Stored data entries:

----------

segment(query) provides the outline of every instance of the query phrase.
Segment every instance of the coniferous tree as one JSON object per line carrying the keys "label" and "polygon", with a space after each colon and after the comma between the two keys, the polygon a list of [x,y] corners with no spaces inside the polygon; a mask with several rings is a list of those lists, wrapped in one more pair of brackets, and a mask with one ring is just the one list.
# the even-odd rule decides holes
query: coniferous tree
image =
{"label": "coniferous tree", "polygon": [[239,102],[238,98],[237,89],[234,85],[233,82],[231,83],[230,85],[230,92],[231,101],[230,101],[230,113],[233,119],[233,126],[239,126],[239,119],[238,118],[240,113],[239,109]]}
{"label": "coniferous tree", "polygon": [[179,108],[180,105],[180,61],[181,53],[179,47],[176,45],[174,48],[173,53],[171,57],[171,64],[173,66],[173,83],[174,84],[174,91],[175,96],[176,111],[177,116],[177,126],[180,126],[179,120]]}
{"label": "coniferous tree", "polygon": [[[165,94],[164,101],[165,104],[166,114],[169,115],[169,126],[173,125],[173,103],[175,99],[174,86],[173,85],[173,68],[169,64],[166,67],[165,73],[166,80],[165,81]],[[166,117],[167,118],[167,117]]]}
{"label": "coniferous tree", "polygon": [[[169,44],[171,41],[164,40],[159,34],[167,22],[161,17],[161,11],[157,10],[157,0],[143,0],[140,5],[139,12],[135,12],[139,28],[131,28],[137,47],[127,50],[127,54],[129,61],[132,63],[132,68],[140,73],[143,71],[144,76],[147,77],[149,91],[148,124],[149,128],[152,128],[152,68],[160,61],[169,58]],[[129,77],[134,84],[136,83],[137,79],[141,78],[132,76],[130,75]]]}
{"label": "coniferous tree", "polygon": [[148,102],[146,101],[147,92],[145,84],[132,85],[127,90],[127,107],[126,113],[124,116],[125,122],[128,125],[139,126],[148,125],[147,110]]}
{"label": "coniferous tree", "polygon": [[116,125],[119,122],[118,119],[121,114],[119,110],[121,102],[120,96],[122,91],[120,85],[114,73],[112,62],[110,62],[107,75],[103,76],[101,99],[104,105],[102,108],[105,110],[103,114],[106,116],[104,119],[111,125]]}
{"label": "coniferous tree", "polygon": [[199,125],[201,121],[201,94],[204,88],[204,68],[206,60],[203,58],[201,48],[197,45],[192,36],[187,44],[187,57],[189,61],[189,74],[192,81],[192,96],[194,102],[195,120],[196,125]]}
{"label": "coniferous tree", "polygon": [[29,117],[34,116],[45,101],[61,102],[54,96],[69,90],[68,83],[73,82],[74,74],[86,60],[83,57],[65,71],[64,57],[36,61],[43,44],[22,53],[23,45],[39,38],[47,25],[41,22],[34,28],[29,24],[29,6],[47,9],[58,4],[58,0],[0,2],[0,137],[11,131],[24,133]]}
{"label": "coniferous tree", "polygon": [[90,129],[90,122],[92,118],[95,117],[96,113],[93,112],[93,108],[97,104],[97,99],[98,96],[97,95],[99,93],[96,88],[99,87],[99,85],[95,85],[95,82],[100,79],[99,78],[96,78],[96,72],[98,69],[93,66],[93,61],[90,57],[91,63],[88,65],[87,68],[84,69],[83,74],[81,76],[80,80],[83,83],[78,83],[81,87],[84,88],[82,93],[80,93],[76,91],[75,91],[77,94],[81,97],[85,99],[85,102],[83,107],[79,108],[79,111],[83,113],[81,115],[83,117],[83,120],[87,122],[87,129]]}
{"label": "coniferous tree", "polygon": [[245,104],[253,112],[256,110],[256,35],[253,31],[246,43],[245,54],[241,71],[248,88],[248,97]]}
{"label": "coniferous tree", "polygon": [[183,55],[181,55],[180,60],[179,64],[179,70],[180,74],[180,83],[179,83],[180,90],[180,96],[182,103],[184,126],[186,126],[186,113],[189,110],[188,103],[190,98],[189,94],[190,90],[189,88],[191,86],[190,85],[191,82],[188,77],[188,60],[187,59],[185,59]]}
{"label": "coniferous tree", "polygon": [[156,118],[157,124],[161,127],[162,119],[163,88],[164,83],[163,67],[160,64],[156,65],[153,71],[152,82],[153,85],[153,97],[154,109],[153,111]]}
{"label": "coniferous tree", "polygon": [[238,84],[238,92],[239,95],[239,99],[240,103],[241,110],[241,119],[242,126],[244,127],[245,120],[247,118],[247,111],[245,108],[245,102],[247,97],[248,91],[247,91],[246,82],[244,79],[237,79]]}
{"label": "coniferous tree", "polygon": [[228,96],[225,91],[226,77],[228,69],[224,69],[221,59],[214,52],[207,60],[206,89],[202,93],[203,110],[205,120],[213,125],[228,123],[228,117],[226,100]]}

----------

Instructions to follow
Write the complete data out, exactly as above.

Exercise solution
segment(query) provides the outline of every instance of the query phrase.
Segment every instance of the coniferous tree as one JSON object per line carrying the keys "label" and "polygon", with a space after each colon and after the comma between the two keys, the polygon a list of [x,y] corners with no spaces inside the polygon; a mask with several rings is a list of those lists, wrapped in one more pair of brackets, and a mask with one ring is just the one list.
# the even-odd rule decides holes
query: coniferous tree
image =
{"label": "coniferous tree", "polygon": [[239,102],[238,98],[237,89],[234,85],[233,82],[231,83],[230,85],[230,92],[231,101],[230,101],[230,113],[233,119],[233,126],[239,126],[239,119],[238,118],[240,113],[239,109]]}
{"label": "coniferous tree", "polygon": [[179,108],[180,105],[180,61],[181,53],[179,47],[176,45],[174,48],[173,53],[171,57],[171,64],[173,66],[173,83],[174,84],[174,91],[175,96],[176,111],[177,116],[177,126],[180,126],[179,120]]}
{"label": "coniferous tree", "polygon": [[[165,94],[164,101],[165,104],[166,114],[169,115],[169,126],[173,125],[173,103],[175,99],[174,86],[173,85],[173,68],[169,64],[166,67],[165,73],[166,80],[165,81]],[[166,117],[167,118],[167,117]]]}
{"label": "coniferous tree", "polygon": [[[169,44],[171,41],[164,40],[159,34],[167,22],[161,17],[161,11],[157,10],[157,0],[143,0],[140,5],[139,12],[135,12],[139,28],[131,28],[137,47],[127,50],[127,54],[129,61],[132,63],[132,68],[140,73],[143,71],[144,76],[147,77],[149,91],[148,124],[149,128],[152,128],[152,68],[160,61],[169,58]],[[129,77],[134,84],[136,83],[137,79],[141,78],[132,76],[130,75]]]}
{"label": "coniferous tree", "polygon": [[148,102],[146,101],[147,92],[145,84],[132,85],[127,90],[127,107],[126,113],[124,116],[125,122],[128,125],[139,126],[148,125],[147,110]]}
{"label": "coniferous tree", "polygon": [[116,125],[119,122],[118,119],[121,114],[119,110],[121,102],[120,96],[122,91],[120,85],[114,73],[112,62],[110,62],[107,75],[103,76],[101,99],[104,105],[102,108],[105,110],[103,114],[106,116],[104,119],[111,125]]}
{"label": "coniferous tree", "polygon": [[199,125],[201,121],[201,94],[204,88],[204,68],[206,60],[203,58],[201,48],[197,45],[192,36],[187,44],[187,57],[189,61],[189,74],[192,81],[192,96],[194,102],[195,120],[196,125]]}
{"label": "coniferous tree", "polygon": [[29,117],[34,116],[45,101],[61,102],[54,96],[69,90],[68,83],[73,82],[74,74],[86,60],[83,57],[65,71],[64,57],[36,61],[43,44],[22,53],[23,45],[39,38],[47,25],[41,22],[34,28],[29,24],[29,6],[47,9],[58,4],[58,0],[0,2],[0,137],[11,131],[24,133]]}
{"label": "coniferous tree", "polygon": [[90,129],[90,122],[92,118],[95,117],[96,113],[93,112],[93,108],[97,104],[97,99],[98,96],[97,95],[99,93],[96,88],[99,87],[99,85],[95,85],[95,82],[100,79],[99,78],[96,78],[96,72],[98,69],[93,66],[93,61],[90,57],[91,63],[88,65],[87,68],[84,69],[83,74],[81,76],[80,80],[83,83],[78,83],[81,87],[84,88],[82,93],[80,93],[76,91],[75,91],[77,94],[81,97],[85,99],[85,102],[83,107],[79,108],[79,111],[83,113],[81,115],[83,117],[83,120],[87,122],[87,129]]}
{"label": "coniferous tree", "polygon": [[245,104],[253,112],[256,110],[256,35],[253,31],[246,43],[245,54],[241,71],[248,88],[248,97]]}
{"label": "coniferous tree", "polygon": [[183,55],[181,55],[180,60],[179,64],[179,70],[180,74],[180,83],[179,83],[180,90],[180,96],[182,103],[184,126],[186,126],[186,113],[189,110],[188,103],[190,98],[189,94],[190,90],[189,88],[191,86],[190,85],[191,82],[188,77],[188,60],[187,59],[185,59]]}
{"label": "coniferous tree", "polygon": [[156,118],[157,124],[161,127],[162,119],[163,88],[164,83],[163,67],[160,64],[156,65],[153,71],[152,82],[153,85],[153,97],[154,109],[153,111]]}
{"label": "coniferous tree", "polygon": [[238,84],[238,92],[239,95],[239,99],[240,103],[241,110],[241,119],[242,126],[244,127],[245,120],[247,118],[247,111],[245,108],[245,102],[247,97],[248,91],[247,91],[246,82],[244,79],[237,79]]}
{"label": "coniferous tree", "polygon": [[228,96],[225,91],[226,77],[228,69],[224,69],[221,59],[214,52],[207,60],[206,89],[202,93],[203,110],[205,120],[213,125],[228,123],[228,117],[226,100]]}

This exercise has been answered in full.